** Opening Provided entries block **
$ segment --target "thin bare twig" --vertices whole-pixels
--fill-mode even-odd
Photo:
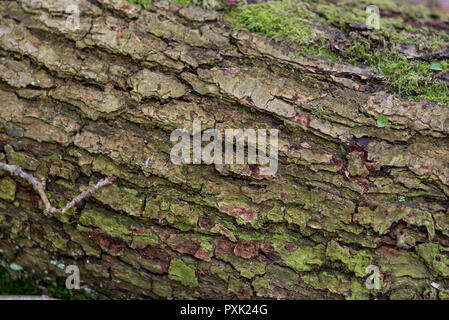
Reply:
[[[101,188],[106,187],[106,186],[108,186],[110,184],[113,184],[114,181],[115,181],[115,177],[114,176],[108,176],[107,178],[101,179],[100,181],[97,182],[97,184],[95,186],[90,187],[86,191],[81,192],[72,201],[67,203],[67,205],[64,207],[64,209],[61,210],[61,213],[62,214],[66,213],[71,208],[76,206],[78,203],[80,203],[84,199],[86,199],[86,198],[90,197],[91,195],[93,195],[95,192],[98,191],[98,189],[101,189]]]
[[[56,213],[64,214],[67,211],[69,211],[71,208],[76,206],[78,203],[83,201],[84,199],[90,197],[95,192],[98,191],[98,189],[103,188],[105,186],[108,186],[115,181],[114,176],[108,176],[107,178],[101,179],[98,181],[98,183],[88,188],[86,191],[81,192],[77,197],[75,197],[72,201],[67,203],[67,205],[63,209],[57,209],[53,207],[48,201],[47,195],[45,194],[45,182],[41,182],[37,180],[33,175],[26,173],[22,170],[20,166],[16,165],[9,165],[3,162],[0,162],[0,170],[8,172],[12,176],[20,177],[24,180],[26,180],[30,185],[33,186],[33,189],[39,194],[40,198],[42,199],[42,202],[44,203],[44,213],[47,215],[54,215]]]

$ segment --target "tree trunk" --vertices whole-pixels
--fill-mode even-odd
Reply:
[[[58,208],[117,179],[49,217],[0,173],[3,266],[51,283],[76,265],[98,298],[448,297],[446,106],[229,31],[216,11],[73,2],[79,28],[58,1],[0,2],[0,162]],[[276,174],[172,163],[170,134],[193,120],[278,129]]]

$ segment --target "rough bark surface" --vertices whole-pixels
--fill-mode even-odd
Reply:
[[[54,281],[76,264],[99,298],[449,297],[449,108],[214,11],[74,2],[75,31],[57,1],[0,2],[0,161],[46,181],[58,208],[117,180],[46,217],[0,172],[3,266]],[[174,165],[170,133],[195,119],[278,129],[278,172]]]

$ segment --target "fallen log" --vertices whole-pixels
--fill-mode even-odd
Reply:
[[[54,283],[75,265],[94,298],[448,297],[444,102],[220,10],[72,2],[79,21],[58,1],[0,2],[0,162],[45,181],[53,208],[116,180],[50,217],[30,180],[0,171],[16,277]],[[195,120],[276,129],[277,171],[173,163],[172,132]]]

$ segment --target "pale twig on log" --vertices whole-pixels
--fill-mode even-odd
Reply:
[[[105,186],[108,186],[108,185],[112,184],[114,181],[115,181],[115,177],[114,176],[108,176],[105,179],[101,179],[100,181],[97,182],[97,184],[95,186],[90,187],[86,191],[81,192],[72,201],[67,203],[67,205],[64,207],[64,209],[61,210],[61,213],[62,214],[66,213],[68,210],[70,210],[71,208],[76,206],[78,203],[80,203],[84,199],[86,199],[86,198],[90,197],[91,195],[93,195],[95,192],[98,191],[98,189],[101,189],[101,188],[103,188]]]
[[[26,180],[30,185],[32,185],[33,189],[39,194],[42,202],[44,203],[44,207],[45,207],[44,213],[48,214],[50,216],[54,215],[55,213],[61,213],[61,214],[66,213],[71,208],[76,206],[78,203],[80,203],[84,199],[93,195],[95,192],[98,191],[98,189],[108,186],[115,181],[114,176],[108,176],[107,178],[101,179],[100,181],[98,181],[98,183],[95,186],[90,187],[87,190],[81,192],[72,201],[67,203],[67,205],[63,209],[57,209],[51,205],[50,201],[47,198],[47,195],[45,194],[45,182],[41,182],[41,181],[37,180],[33,175],[26,173],[25,171],[22,170],[22,168],[20,166],[17,166],[17,165],[9,165],[9,164],[0,162],[0,170],[9,172],[9,174],[12,176],[20,177],[20,178]]]

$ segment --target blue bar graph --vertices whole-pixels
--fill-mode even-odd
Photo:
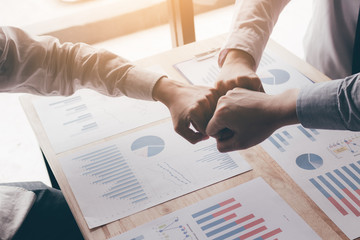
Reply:
[[[311,132],[313,132],[315,135],[319,135],[320,133],[314,129],[314,128],[309,128]]]
[[[277,149],[279,149],[280,152],[285,152],[285,149],[272,136],[270,136],[268,139]]]
[[[349,187],[351,187],[354,191],[358,190],[358,187],[355,186],[354,183],[350,181],[349,178],[347,178],[342,172],[340,172],[338,169],[334,170],[336,175],[338,175],[344,182],[346,182]]]
[[[132,239],[130,239],[130,240],[144,240],[144,239],[145,239],[144,236],[141,235],[141,236],[138,236],[138,237],[136,237],[136,238],[132,238]]]
[[[233,213],[233,214],[231,214],[231,215],[229,215],[229,216],[226,216],[226,217],[224,217],[224,218],[220,218],[219,220],[216,220],[216,221],[213,221],[213,222],[211,222],[211,223],[209,223],[209,224],[206,224],[206,225],[202,226],[201,229],[202,229],[203,231],[205,231],[205,230],[207,230],[207,229],[209,229],[209,228],[212,228],[212,227],[215,227],[215,226],[217,226],[217,225],[219,225],[219,224],[221,224],[221,223],[224,223],[224,222],[226,222],[227,220],[232,219],[232,218],[234,218],[234,217],[236,217],[236,214]]]
[[[206,146],[204,148],[200,148],[195,152],[207,151],[209,154],[204,155],[201,159],[197,160],[197,162],[212,162],[216,163],[216,166],[213,169],[216,170],[231,170],[238,167],[236,162],[230,157],[227,153],[220,153],[216,144],[212,144],[210,146]]]
[[[285,144],[286,146],[289,145],[289,143],[285,140],[285,138],[283,138],[279,133],[275,133],[275,137],[277,137],[277,139],[279,139],[280,142],[282,142],[282,143]]]
[[[127,199],[133,204],[148,199],[141,183],[132,172],[116,145],[73,158],[84,162],[83,176],[91,177],[93,184],[107,185],[101,197]]]
[[[351,165],[351,164],[350,164]],[[342,167],[342,169],[349,174],[349,176],[354,179],[358,184],[360,184],[360,178],[358,176],[356,176],[352,171],[350,171],[349,168],[347,168],[346,166]]]
[[[285,137],[287,137],[288,139],[293,139],[293,137],[290,135],[290,133],[288,131],[283,131],[282,132],[284,134]]]
[[[329,183],[323,176],[318,176],[318,179],[323,184],[325,184],[325,186],[328,187],[330,189],[330,191],[335,194],[336,197],[338,197],[339,199],[344,198],[344,196],[338,190],[336,190],[336,188],[334,188],[333,185],[331,185],[331,183]]]
[[[315,138],[308,131],[306,131],[305,128],[303,128],[303,126],[298,126],[297,128],[311,141],[313,141],[313,142],[316,141]]]

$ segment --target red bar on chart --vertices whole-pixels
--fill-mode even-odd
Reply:
[[[248,232],[248,233],[245,233],[244,235],[241,235],[238,239],[239,240],[244,240],[244,239],[247,239],[249,237],[252,237],[258,233],[261,233],[262,231],[265,231],[267,229],[266,226],[262,226],[262,227],[259,227],[255,230],[252,230],[251,232]]]

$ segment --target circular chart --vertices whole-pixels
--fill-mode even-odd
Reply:
[[[296,158],[296,164],[305,170],[314,170],[323,165],[323,159],[313,153],[301,154]]]
[[[142,157],[152,157],[165,148],[165,142],[157,136],[144,136],[131,144],[131,151]]]
[[[290,74],[282,69],[269,69],[267,76],[261,77],[261,82],[268,85],[279,85],[286,83],[290,79]]]

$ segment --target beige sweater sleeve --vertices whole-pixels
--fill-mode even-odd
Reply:
[[[219,55],[222,66],[229,49],[249,53],[259,65],[274,25],[290,0],[237,0],[228,38]]]
[[[109,51],[0,28],[0,92],[71,95],[90,88],[108,96],[152,100],[163,75],[135,67]]]

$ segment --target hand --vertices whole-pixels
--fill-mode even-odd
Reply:
[[[194,144],[208,138],[206,126],[219,98],[215,89],[162,78],[153,97],[168,107],[175,131],[186,140]]]
[[[228,51],[215,86],[220,94],[225,95],[236,87],[264,92],[261,80],[255,73],[253,57],[241,50]]]
[[[254,146],[277,128],[298,123],[297,89],[271,96],[235,88],[218,101],[206,132],[217,140],[220,152]]]

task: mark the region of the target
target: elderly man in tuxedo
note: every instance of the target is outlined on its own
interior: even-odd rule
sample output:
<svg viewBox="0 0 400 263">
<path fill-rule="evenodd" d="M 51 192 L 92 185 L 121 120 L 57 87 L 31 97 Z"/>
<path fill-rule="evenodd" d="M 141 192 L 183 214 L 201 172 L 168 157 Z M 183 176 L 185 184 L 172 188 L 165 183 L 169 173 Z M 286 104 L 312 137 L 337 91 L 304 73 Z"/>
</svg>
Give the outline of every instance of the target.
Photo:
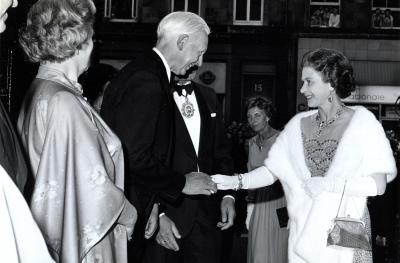
<svg viewBox="0 0 400 263">
<path fill-rule="evenodd" d="M 183 195 L 211 195 L 216 186 L 208 174 L 173 169 L 175 143 L 172 73 L 184 75 L 201 65 L 210 29 L 190 12 L 173 12 L 157 28 L 157 44 L 126 65 L 107 88 L 101 115 L 122 141 L 126 156 L 125 190 L 138 209 L 129 254 L 140 262 L 143 236 L 157 226 L 158 203 L 175 203 Z M 147 222 L 147 224 L 146 224 Z"/>
<path fill-rule="evenodd" d="M 197 66 L 175 77 L 175 145 L 173 169 L 213 174 L 233 172 L 229 142 L 215 92 L 194 83 Z M 225 193 L 226 194 L 226 193 Z M 221 261 L 221 230 L 233 225 L 232 195 L 182 196 L 166 203 L 156 239 L 150 241 L 146 263 L 217 263 Z"/>
</svg>

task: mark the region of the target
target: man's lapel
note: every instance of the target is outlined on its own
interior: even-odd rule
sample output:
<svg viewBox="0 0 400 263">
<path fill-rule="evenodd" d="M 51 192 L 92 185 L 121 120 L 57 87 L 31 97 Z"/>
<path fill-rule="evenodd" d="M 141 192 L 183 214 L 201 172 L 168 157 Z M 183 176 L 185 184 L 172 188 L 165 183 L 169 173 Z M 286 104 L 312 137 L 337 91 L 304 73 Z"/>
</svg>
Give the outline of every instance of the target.
<svg viewBox="0 0 400 263">
<path fill-rule="evenodd" d="M 194 87 L 194 93 L 196 94 L 197 98 L 197 105 L 199 107 L 199 112 L 200 112 L 200 119 L 201 119 L 201 125 L 200 125 L 200 141 L 199 141 L 199 152 L 198 155 L 199 157 L 203 156 L 203 153 L 210 153 L 210 151 L 207 150 L 207 147 L 209 146 L 211 139 L 212 139 L 212 127 L 211 127 L 211 111 L 208 107 L 206 98 L 204 98 L 203 93 L 200 92 L 200 89 L 197 87 L 195 83 L 193 83 Z M 199 158 L 201 159 L 201 158 Z"/>
</svg>

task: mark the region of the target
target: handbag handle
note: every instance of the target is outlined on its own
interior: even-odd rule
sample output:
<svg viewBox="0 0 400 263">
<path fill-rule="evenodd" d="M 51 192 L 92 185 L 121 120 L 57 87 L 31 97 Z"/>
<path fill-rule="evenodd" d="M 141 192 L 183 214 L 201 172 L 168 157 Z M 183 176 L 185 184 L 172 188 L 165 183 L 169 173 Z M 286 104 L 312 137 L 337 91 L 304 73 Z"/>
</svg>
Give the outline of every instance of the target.
<svg viewBox="0 0 400 263">
<path fill-rule="evenodd" d="M 340 211 L 340 207 L 342 206 L 342 200 L 343 200 L 343 196 L 344 196 L 344 191 L 346 190 L 346 184 L 347 184 L 347 179 L 344 181 L 344 185 L 343 185 L 343 192 L 342 192 L 342 196 L 340 197 L 340 203 L 339 203 L 339 207 L 336 213 L 336 217 L 339 216 L 339 211 Z"/>
</svg>

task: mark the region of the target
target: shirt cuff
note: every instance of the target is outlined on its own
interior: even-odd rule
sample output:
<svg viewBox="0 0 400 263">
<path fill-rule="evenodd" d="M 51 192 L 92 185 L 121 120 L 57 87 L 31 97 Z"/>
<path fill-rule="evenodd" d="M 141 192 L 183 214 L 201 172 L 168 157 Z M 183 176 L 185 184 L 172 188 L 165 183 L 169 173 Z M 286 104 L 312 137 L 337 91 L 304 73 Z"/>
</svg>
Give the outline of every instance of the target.
<svg viewBox="0 0 400 263">
<path fill-rule="evenodd" d="M 164 212 L 160 213 L 160 214 L 158 215 L 158 218 L 161 218 L 162 216 L 165 216 L 165 213 L 164 213 Z"/>
<path fill-rule="evenodd" d="M 224 198 L 232 198 L 234 202 L 236 201 L 235 197 L 233 197 L 232 195 L 225 195 L 224 197 L 222 197 L 222 199 Z"/>
</svg>

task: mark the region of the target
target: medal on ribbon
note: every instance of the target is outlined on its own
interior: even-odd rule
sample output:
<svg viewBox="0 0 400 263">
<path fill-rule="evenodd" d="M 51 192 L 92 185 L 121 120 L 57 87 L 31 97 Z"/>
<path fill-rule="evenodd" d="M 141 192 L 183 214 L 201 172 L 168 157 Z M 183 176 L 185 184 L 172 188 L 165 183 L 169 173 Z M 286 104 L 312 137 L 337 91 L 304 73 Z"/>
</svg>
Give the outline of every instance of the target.
<svg viewBox="0 0 400 263">
<path fill-rule="evenodd" d="M 185 102 L 182 104 L 181 112 L 185 118 L 191 118 L 194 115 L 194 106 L 187 96 L 185 96 Z"/>
</svg>

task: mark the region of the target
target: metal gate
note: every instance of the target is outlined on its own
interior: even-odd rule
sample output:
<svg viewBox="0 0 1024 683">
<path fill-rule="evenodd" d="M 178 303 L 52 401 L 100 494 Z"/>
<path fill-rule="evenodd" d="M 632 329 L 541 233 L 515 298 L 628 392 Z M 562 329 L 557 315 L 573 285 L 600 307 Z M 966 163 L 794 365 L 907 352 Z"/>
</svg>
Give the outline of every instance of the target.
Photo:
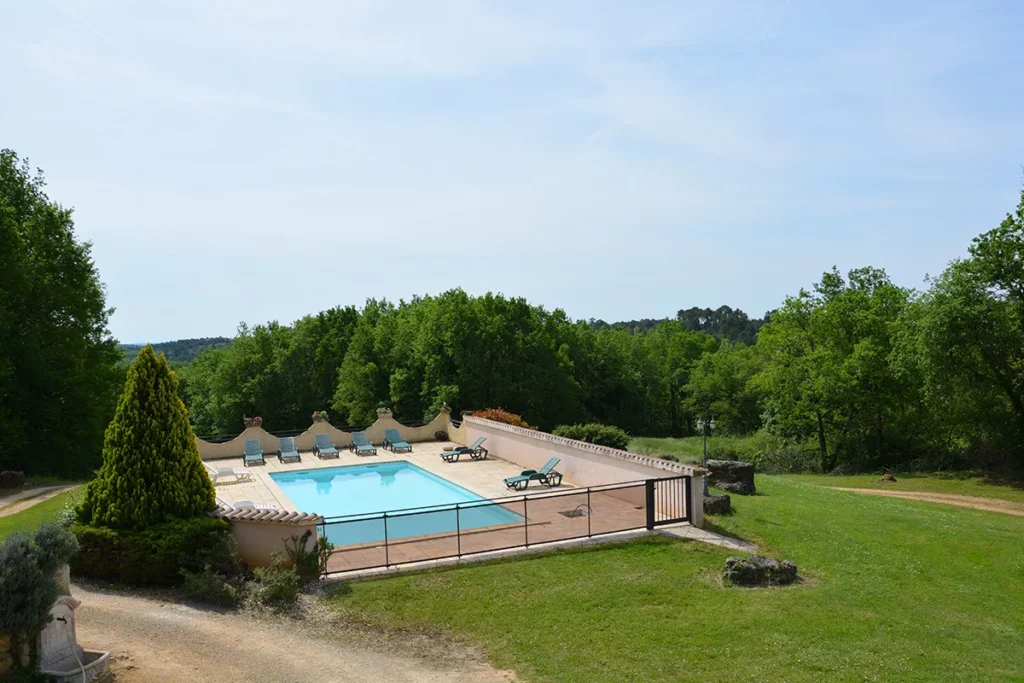
<svg viewBox="0 0 1024 683">
<path fill-rule="evenodd" d="M 647 480 L 647 528 L 693 519 L 689 475 Z"/>
</svg>

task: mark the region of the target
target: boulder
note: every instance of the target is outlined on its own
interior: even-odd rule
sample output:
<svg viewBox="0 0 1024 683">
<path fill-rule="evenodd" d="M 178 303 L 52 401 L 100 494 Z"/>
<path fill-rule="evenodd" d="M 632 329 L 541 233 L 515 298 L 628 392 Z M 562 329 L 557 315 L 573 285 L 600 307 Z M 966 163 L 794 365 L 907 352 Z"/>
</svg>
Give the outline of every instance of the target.
<svg viewBox="0 0 1024 683">
<path fill-rule="evenodd" d="M 13 470 L 0 472 L 0 489 L 18 489 L 25 485 L 25 473 Z"/>
<path fill-rule="evenodd" d="M 752 495 L 754 488 L 754 466 L 749 462 L 735 460 L 708 460 L 708 483 L 716 489 L 741 496 Z"/>
<path fill-rule="evenodd" d="M 704 496 L 705 515 L 724 515 L 730 510 L 732 510 L 732 501 L 729 499 L 728 494 L 710 493 Z"/>
<path fill-rule="evenodd" d="M 796 565 L 770 557 L 730 557 L 723 578 L 737 586 L 787 586 L 796 581 Z"/>
</svg>

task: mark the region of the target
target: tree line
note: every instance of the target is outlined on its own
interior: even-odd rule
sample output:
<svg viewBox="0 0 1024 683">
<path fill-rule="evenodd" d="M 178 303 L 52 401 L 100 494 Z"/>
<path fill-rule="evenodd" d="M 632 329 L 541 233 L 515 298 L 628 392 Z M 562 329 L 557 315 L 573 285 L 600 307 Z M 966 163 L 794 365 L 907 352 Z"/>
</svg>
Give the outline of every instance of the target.
<svg viewBox="0 0 1024 683">
<path fill-rule="evenodd" d="M 1024 465 L 1024 193 L 923 290 L 885 271 L 825 272 L 764 319 L 685 309 L 675 319 L 573 321 L 527 301 L 455 289 L 370 300 L 293 325 L 241 326 L 180 371 L 201 433 L 502 407 L 540 429 L 601 422 L 637 436 L 761 432 L 821 471 Z"/>
<path fill-rule="evenodd" d="M 125 381 L 99 274 L 41 174 L 0 152 L 0 469 L 81 475 L 99 463 Z M 180 348 L 179 348 L 180 346 Z M 205 347 L 205 348 L 203 348 Z M 168 347 L 197 433 L 406 422 L 442 404 L 501 407 L 540 429 L 719 433 L 797 448 L 801 466 L 1024 466 L 1024 192 L 918 291 L 827 271 L 763 319 L 727 306 L 673 319 L 574 321 L 521 298 L 455 289 L 369 300 L 291 325 Z"/>
</svg>

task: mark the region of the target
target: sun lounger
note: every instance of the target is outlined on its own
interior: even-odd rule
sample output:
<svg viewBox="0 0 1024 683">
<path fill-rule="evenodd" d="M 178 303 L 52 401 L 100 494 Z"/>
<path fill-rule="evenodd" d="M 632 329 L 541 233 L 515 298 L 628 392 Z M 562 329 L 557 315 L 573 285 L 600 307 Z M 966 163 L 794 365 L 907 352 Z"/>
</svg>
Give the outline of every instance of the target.
<svg viewBox="0 0 1024 683">
<path fill-rule="evenodd" d="M 295 447 L 295 439 L 283 436 L 278 439 L 277 459 L 281 462 L 302 462 L 299 449 Z"/>
<path fill-rule="evenodd" d="M 242 456 L 244 464 L 257 464 L 262 465 L 266 461 L 263 459 L 263 448 L 260 447 L 259 439 L 246 439 L 245 440 L 245 453 Z"/>
<path fill-rule="evenodd" d="M 206 467 L 206 471 L 210 474 L 210 479 L 213 480 L 214 486 L 221 483 L 220 479 L 222 477 L 233 477 L 236 482 L 252 479 L 252 472 L 242 467 L 213 467 L 208 462 L 204 462 L 203 466 Z"/>
<path fill-rule="evenodd" d="M 505 486 L 512 491 L 525 491 L 531 481 L 539 481 L 544 486 L 558 486 L 562 483 L 562 475 L 555 472 L 555 466 L 561 458 L 551 458 L 539 470 L 523 470 L 519 476 L 509 477 Z"/>
<path fill-rule="evenodd" d="M 484 460 L 487 458 L 487 449 L 480 445 L 484 441 L 487 441 L 487 437 L 481 436 L 472 446 L 458 446 L 450 451 L 444 451 L 441 458 L 445 462 L 458 462 L 459 456 L 468 455 L 474 460 Z"/>
<path fill-rule="evenodd" d="M 366 432 L 352 432 L 352 451 L 356 455 L 377 455 L 377 448 L 366 438 Z"/>
<path fill-rule="evenodd" d="M 391 452 L 395 453 L 398 450 L 409 451 L 412 453 L 412 446 L 409 442 L 402 438 L 402 435 L 398 433 L 397 429 L 385 429 L 384 430 L 384 449 L 391 448 Z"/>
<path fill-rule="evenodd" d="M 326 434 L 317 434 L 313 437 L 313 454 L 323 460 L 324 458 L 337 458 L 340 454 L 338 449 L 334 446 L 334 442 L 331 441 L 331 437 Z"/>
</svg>

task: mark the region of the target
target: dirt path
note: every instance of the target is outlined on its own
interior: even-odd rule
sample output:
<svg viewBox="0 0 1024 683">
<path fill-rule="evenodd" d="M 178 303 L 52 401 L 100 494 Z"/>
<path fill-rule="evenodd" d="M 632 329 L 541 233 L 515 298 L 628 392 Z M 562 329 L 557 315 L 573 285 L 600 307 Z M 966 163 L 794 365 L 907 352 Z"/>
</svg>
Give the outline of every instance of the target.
** Closing Provided entries block **
Required action. Where a line of the entries contains the word "chart", copy that line.

Response to this exercise.
$ segment --target red bar on chart --vertices whole-pixels
$ segment --target circular chart --vertices whole-pixels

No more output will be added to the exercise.